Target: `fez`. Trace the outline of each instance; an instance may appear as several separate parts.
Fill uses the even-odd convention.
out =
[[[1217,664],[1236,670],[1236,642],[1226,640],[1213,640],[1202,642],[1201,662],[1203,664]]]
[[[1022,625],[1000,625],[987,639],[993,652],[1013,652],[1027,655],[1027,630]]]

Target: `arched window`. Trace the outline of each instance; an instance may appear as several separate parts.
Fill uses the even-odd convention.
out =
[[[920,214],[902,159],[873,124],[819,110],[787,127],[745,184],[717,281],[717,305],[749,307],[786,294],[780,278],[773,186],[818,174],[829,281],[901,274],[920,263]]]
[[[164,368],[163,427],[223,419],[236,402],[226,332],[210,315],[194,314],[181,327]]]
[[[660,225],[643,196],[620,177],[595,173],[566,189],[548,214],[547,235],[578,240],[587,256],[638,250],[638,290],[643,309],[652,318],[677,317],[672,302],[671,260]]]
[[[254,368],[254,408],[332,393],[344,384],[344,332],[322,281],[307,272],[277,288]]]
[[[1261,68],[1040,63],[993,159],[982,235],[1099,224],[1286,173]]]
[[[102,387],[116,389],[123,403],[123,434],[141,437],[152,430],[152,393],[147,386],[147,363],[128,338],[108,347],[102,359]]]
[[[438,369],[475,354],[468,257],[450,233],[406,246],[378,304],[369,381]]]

==============================

[WHAT THE TASK ASKS] Show all lines above containing "parts".

[EXPECTED OUTPUT]
Target: `fez`. Trace the outline of each instance; an instance may appear as several separate parts.
Target: `arched window`. Trace the outline of each instance; an instance may appear as several separate parts.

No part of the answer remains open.